The request ▸ Show every line of the items below that holds the string "wall". Case counts.

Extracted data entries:
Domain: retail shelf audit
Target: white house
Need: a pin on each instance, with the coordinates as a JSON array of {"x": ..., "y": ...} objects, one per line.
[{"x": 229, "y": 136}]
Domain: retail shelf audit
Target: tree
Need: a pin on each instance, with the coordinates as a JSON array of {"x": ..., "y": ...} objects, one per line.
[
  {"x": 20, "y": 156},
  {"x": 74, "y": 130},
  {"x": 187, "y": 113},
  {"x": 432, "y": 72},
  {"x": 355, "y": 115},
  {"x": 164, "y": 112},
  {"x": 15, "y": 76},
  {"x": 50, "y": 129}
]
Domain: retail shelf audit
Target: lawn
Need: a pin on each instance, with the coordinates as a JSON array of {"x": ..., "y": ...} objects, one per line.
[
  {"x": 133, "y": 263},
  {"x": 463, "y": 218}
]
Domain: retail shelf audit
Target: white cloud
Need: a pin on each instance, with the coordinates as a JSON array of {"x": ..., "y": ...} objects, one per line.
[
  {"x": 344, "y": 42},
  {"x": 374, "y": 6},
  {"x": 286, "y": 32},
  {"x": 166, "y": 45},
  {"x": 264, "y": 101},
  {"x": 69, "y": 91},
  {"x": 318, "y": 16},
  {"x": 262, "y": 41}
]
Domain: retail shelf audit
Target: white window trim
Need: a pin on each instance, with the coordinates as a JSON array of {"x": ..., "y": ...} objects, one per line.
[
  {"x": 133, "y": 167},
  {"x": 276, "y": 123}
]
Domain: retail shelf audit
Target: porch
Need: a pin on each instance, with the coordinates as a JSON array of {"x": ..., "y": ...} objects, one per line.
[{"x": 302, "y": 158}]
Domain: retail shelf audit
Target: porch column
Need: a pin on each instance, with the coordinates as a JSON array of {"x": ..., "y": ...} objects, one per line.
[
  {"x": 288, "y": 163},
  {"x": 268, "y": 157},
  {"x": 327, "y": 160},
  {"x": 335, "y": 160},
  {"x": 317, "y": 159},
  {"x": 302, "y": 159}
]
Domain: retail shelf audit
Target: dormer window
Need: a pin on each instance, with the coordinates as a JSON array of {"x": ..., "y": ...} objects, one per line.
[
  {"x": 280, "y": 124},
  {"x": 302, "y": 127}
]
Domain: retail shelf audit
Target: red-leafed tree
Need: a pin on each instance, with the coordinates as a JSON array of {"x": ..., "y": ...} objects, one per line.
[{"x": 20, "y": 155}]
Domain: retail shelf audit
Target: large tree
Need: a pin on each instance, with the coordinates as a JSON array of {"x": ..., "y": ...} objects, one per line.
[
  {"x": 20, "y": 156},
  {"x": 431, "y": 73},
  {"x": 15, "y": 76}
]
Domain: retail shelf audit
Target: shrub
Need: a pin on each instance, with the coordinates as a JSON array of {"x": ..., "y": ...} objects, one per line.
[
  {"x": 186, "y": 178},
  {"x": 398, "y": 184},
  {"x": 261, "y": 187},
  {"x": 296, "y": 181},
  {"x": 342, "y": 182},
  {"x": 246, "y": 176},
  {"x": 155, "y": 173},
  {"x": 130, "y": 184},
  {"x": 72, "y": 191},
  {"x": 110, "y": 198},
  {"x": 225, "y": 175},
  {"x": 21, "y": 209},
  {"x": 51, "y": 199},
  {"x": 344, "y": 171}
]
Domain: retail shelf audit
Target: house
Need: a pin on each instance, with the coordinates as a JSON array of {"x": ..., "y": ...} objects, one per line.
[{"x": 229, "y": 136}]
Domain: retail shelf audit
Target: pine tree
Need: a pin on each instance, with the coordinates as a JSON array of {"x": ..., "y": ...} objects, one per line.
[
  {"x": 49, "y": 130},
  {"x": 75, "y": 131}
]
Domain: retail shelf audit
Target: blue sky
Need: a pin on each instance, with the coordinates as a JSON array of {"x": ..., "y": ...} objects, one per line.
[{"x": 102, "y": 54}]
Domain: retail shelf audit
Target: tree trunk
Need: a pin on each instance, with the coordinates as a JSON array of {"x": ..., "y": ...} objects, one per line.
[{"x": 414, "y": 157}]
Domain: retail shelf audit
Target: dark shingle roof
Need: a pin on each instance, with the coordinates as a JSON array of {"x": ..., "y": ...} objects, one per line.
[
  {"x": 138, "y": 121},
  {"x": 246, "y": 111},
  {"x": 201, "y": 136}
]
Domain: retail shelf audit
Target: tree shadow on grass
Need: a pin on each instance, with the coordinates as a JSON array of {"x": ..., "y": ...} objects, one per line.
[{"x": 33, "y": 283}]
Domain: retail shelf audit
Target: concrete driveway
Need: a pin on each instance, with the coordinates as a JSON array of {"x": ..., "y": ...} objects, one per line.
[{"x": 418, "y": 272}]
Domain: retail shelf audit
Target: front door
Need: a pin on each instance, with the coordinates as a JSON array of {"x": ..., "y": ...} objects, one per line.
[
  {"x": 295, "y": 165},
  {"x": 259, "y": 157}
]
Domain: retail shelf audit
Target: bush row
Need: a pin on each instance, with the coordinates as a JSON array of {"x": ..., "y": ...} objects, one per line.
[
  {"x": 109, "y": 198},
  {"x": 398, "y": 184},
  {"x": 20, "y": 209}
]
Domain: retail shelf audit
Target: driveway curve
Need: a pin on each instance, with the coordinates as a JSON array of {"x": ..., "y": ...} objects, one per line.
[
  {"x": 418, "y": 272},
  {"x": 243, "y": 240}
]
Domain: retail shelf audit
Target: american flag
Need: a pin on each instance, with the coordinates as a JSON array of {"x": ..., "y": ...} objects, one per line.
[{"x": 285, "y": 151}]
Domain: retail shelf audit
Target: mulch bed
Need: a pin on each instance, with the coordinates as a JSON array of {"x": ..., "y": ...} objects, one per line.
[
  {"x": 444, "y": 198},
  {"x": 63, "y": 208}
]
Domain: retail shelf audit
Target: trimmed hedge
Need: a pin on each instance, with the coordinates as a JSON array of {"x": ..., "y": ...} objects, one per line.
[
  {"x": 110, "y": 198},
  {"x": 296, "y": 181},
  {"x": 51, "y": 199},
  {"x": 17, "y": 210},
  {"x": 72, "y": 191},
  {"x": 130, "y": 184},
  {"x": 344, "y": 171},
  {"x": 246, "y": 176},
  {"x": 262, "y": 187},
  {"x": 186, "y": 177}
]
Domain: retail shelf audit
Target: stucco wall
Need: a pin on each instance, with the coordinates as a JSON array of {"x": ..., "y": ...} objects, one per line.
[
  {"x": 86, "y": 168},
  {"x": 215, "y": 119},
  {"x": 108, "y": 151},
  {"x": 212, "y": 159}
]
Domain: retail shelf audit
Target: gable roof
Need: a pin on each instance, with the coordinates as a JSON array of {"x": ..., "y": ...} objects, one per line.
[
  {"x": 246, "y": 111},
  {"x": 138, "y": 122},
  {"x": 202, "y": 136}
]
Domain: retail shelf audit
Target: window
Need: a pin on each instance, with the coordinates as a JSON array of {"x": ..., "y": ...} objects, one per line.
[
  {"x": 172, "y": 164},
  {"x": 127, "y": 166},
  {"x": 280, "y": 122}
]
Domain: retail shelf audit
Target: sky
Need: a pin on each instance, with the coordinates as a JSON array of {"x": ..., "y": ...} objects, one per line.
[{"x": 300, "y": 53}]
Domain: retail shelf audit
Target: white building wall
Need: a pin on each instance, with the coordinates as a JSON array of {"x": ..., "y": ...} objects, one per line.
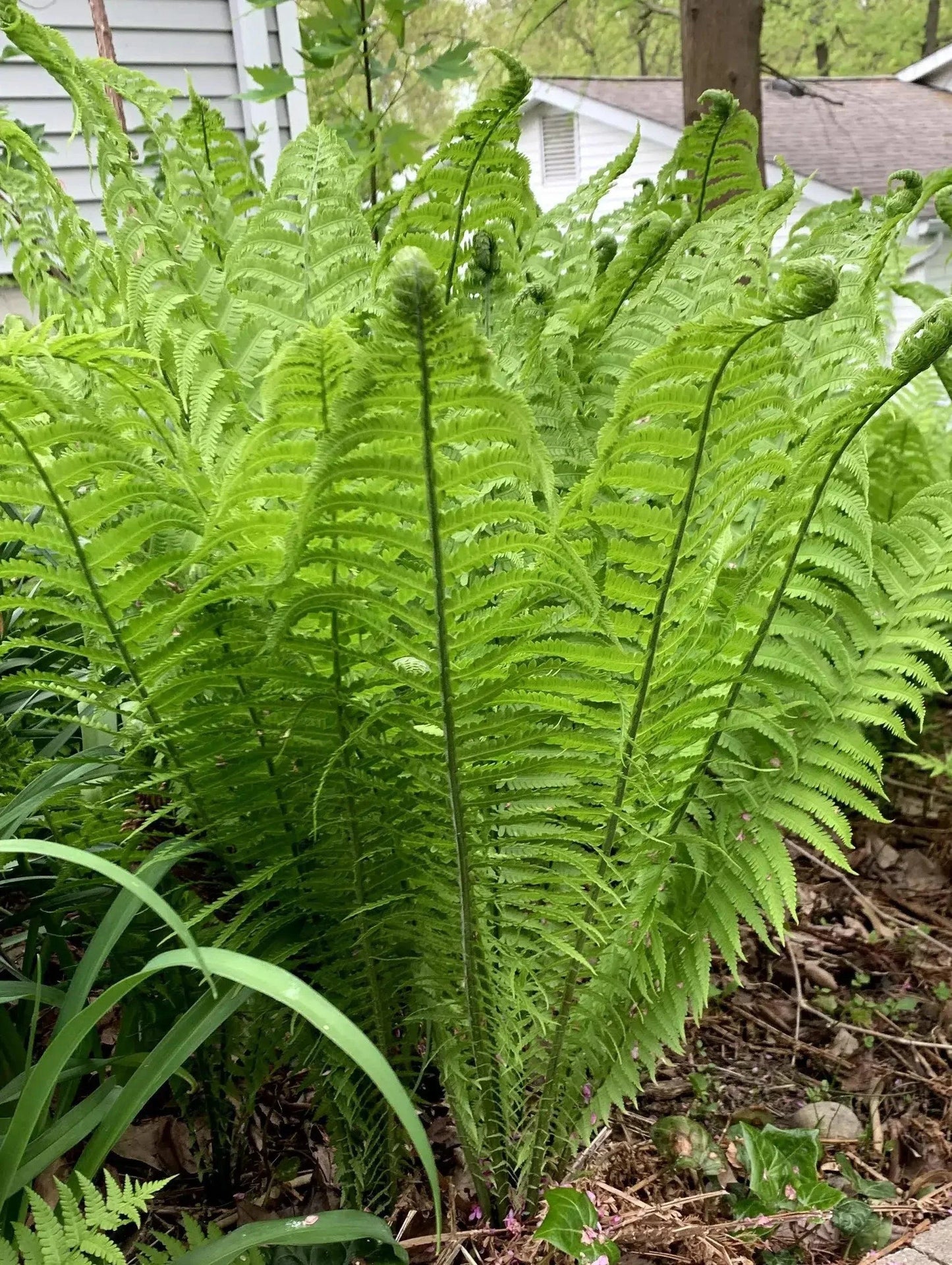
[
  {"x": 211, "y": 42},
  {"x": 597, "y": 144}
]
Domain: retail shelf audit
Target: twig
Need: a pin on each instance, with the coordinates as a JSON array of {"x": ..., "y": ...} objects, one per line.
[
  {"x": 405, "y": 1227},
  {"x": 897, "y": 1243},
  {"x": 875, "y": 1123},
  {"x": 631, "y": 1218},
  {"x": 799, "y": 1003},
  {"x": 455, "y": 1237},
  {"x": 876, "y": 1032},
  {"x": 592, "y": 1146},
  {"x": 107, "y": 51},
  {"x": 872, "y": 911},
  {"x": 625, "y": 1195}
]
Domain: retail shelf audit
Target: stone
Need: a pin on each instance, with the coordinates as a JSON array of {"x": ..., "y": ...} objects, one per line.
[
  {"x": 905, "y": 1256},
  {"x": 920, "y": 873},
  {"x": 937, "y": 1243},
  {"x": 884, "y": 854},
  {"x": 843, "y": 1044},
  {"x": 832, "y": 1120}
]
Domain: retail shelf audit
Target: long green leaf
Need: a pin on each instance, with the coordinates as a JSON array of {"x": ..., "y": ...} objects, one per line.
[
  {"x": 323, "y": 1227},
  {"x": 281, "y": 986},
  {"x": 71, "y": 771},
  {"x": 184, "y": 1039},
  {"x": 130, "y": 882},
  {"x": 118, "y": 917},
  {"x": 66, "y": 1133}
]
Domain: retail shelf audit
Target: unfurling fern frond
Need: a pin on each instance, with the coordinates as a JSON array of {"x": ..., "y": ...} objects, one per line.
[
  {"x": 487, "y": 602},
  {"x": 476, "y": 180},
  {"x": 716, "y": 159}
]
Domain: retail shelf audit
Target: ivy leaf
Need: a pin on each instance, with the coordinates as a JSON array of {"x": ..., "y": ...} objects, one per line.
[
  {"x": 275, "y": 81},
  {"x": 783, "y": 1169},
  {"x": 454, "y": 63},
  {"x": 571, "y": 1225}
]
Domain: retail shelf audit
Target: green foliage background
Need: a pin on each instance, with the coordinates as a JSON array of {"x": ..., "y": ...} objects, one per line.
[{"x": 478, "y": 607}]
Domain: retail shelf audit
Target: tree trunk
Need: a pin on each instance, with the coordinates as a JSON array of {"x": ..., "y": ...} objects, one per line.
[
  {"x": 721, "y": 48},
  {"x": 107, "y": 49},
  {"x": 931, "y": 41}
]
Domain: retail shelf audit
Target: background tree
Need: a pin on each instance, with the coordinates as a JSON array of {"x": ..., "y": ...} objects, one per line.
[{"x": 721, "y": 48}]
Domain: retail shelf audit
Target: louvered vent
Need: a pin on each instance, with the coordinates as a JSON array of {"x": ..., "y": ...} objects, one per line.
[{"x": 561, "y": 150}]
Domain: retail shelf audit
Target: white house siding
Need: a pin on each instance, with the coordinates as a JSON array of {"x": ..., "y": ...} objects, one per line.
[
  {"x": 210, "y": 42},
  {"x": 597, "y": 144}
]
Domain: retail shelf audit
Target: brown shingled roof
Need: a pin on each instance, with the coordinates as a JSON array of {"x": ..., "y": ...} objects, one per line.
[{"x": 878, "y": 126}]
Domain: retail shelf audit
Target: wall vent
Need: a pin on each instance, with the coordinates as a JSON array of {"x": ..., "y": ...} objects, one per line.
[{"x": 561, "y": 148}]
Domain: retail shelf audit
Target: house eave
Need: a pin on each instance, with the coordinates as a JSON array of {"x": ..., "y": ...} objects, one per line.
[{"x": 626, "y": 121}]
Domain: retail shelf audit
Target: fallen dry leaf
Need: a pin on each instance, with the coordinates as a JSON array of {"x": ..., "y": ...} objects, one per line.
[{"x": 161, "y": 1142}]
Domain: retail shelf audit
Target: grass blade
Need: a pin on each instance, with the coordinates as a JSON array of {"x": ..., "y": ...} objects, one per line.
[
  {"x": 325, "y": 1227},
  {"x": 161, "y": 1063}
]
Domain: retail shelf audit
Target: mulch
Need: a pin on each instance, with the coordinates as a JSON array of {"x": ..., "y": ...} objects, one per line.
[{"x": 856, "y": 1007}]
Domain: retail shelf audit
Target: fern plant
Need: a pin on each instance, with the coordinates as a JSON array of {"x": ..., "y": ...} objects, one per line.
[
  {"x": 486, "y": 602},
  {"x": 76, "y": 1233}
]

Task answer ▸
Target: stucco wall
Target: white building wall
Target: wall vent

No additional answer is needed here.